## What you have to do:
Every entry needs to be reproduced exactly.

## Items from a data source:
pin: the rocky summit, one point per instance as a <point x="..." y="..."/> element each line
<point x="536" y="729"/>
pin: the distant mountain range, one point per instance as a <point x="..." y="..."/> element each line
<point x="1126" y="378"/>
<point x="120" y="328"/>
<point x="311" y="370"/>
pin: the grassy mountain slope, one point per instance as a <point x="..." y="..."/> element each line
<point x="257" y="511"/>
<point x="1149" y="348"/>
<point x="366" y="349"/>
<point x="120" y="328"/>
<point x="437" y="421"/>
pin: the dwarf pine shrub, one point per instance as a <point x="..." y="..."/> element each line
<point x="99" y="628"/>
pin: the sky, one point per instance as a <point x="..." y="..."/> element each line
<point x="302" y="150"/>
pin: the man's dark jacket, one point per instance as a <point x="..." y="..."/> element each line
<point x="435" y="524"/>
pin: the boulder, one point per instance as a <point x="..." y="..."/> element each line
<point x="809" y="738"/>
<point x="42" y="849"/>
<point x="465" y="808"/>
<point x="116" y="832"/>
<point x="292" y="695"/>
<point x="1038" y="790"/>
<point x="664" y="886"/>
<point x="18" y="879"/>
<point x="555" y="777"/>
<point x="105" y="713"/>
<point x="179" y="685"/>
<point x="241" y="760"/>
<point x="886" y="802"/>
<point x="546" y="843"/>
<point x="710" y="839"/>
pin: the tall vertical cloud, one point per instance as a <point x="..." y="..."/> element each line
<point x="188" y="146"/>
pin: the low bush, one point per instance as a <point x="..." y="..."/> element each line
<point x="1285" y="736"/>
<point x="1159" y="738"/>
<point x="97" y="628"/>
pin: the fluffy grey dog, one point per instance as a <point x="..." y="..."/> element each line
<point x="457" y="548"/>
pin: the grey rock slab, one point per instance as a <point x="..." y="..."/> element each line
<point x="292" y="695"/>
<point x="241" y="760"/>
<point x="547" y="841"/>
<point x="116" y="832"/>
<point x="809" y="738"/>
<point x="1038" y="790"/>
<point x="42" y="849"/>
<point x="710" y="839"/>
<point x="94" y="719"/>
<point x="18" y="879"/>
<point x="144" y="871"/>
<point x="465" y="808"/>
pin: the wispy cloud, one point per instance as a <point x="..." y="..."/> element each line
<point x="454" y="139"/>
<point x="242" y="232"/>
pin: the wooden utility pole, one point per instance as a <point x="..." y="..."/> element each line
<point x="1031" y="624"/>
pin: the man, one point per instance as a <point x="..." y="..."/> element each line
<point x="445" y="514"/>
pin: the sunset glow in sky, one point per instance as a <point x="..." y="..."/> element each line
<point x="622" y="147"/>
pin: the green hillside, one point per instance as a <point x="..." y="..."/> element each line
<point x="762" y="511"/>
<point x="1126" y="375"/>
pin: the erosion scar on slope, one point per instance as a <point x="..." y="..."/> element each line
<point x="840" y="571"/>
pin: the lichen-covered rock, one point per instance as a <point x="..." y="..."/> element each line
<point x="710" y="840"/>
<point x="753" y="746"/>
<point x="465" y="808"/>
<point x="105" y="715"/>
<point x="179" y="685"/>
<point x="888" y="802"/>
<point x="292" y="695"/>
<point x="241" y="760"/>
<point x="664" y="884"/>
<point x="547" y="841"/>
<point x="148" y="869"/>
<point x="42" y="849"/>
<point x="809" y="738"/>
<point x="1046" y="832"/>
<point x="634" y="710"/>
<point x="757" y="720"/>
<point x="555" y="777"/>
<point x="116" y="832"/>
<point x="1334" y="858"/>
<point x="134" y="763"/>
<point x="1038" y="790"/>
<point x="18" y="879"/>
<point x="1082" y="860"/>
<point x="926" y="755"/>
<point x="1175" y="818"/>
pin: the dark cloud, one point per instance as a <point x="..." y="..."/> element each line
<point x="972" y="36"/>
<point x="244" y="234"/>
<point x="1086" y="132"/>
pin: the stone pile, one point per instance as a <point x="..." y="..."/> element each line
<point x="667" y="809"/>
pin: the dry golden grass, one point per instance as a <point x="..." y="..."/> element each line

## Full output:
pin: the rocky summit, one point per instance as a <point x="..." y="..."/> element each line
<point x="536" y="729"/>
pin: the distant mountain range, one point per instance as a <point x="..." y="..."/> element each line
<point x="1126" y="378"/>
<point x="120" y="328"/>
<point x="311" y="370"/>
pin: the grassy mountain slope, one point per instance as a <point x="..." y="..."/> element each line
<point x="257" y="511"/>
<point x="1149" y="348"/>
<point x="366" y="349"/>
<point x="120" y="328"/>
<point x="437" y="421"/>
pin: the dwarf pine shrub, one point per instance as a <point x="..." y="..."/> element each line
<point x="99" y="628"/>
pin: the sky, one point per instance as a <point x="..." y="..."/> element each line
<point x="302" y="150"/>
pin: the man's dark jacket, one point per instance as a <point x="..." y="..."/> element each line
<point x="435" y="524"/>
pin: the boulder, one point per instance as a <point x="..." y="..."/> element each line
<point x="809" y="738"/>
<point x="42" y="849"/>
<point x="465" y="808"/>
<point x="116" y="832"/>
<point x="292" y="695"/>
<point x="1038" y="790"/>
<point x="664" y="886"/>
<point x="18" y="879"/>
<point x="555" y="777"/>
<point x="105" y="713"/>
<point x="179" y="685"/>
<point x="241" y="760"/>
<point x="886" y="802"/>
<point x="546" y="843"/>
<point x="710" y="839"/>
pin: the tall vertical cloud, one point per instance as a <point x="..." y="..."/> element each line
<point x="188" y="146"/>
pin: the low bush, one point per instance as a <point x="..." y="..."/> element each line
<point x="1285" y="736"/>
<point x="1159" y="738"/>
<point x="97" y="628"/>
pin: the fluffy grey dog, one point per instance as a <point x="..." y="..."/> element each line
<point x="457" y="548"/>
pin: the grey rock slab, one point per instance as a <point x="..." y="..."/> element each line
<point x="292" y="695"/>
<point x="241" y="760"/>
<point x="547" y="841"/>
<point x="116" y="832"/>
<point x="809" y="738"/>
<point x="1038" y="790"/>
<point x="42" y="849"/>
<point x="710" y="839"/>
<point x="94" y="719"/>
<point x="18" y="879"/>
<point x="144" y="871"/>
<point x="465" y="808"/>
pin: the wispy cloud, one point per instance as a <point x="..." y="..."/> element each line
<point x="454" y="139"/>
<point x="242" y="232"/>
pin: the wooden utility pole, one point per instance as a <point x="..." y="..."/> element each line
<point x="1031" y="624"/>
pin: the man, one point per instance as a <point x="..." y="..."/> element each line
<point x="445" y="514"/>
pin: the sunset glow in sky, one point per instance as a <point x="..." y="..."/> element each line
<point x="622" y="147"/>
pin: the green hillside, one point per instance as a <point x="..." y="..."/> element each line
<point x="762" y="511"/>
<point x="1126" y="375"/>
pin: the erosion scar on slope, one point per instance as a <point x="..." y="..."/> element each line
<point x="840" y="571"/>
pin: the lichen-covered rock, one point per instance as a <point x="..." y="..."/> element each line
<point x="710" y="840"/>
<point x="753" y="746"/>
<point x="465" y="808"/>
<point x="105" y="715"/>
<point x="179" y="685"/>
<point x="888" y="802"/>
<point x="292" y="695"/>
<point x="241" y="760"/>
<point x="664" y="884"/>
<point x="547" y="841"/>
<point x="148" y="869"/>
<point x="42" y="849"/>
<point x="809" y="738"/>
<point x="1046" y="832"/>
<point x="634" y="710"/>
<point x="757" y="720"/>
<point x="555" y="777"/>
<point x="116" y="832"/>
<point x="1334" y="858"/>
<point x="134" y="763"/>
<point x="1038" y="790"/>
<point x="18" y="879"/>
<point x="1082" y="860"/>
<point x="926" y="755"/>
<point x="1175" y="818"/>
pin: the dark cloud, one point per instance as a <point x="..." y="..."/> element each line
<point x="972" y="36"/>
<point x="244" y="234"/>
<point x="1086" y="132"/>
pin: the stone pile, one point per instance as a <point x="..." y="..."/> element each line
<point x="667" y="809"/>
pin: the dry golden grass, one point per instance as a <point x="..." y="..."/> element each line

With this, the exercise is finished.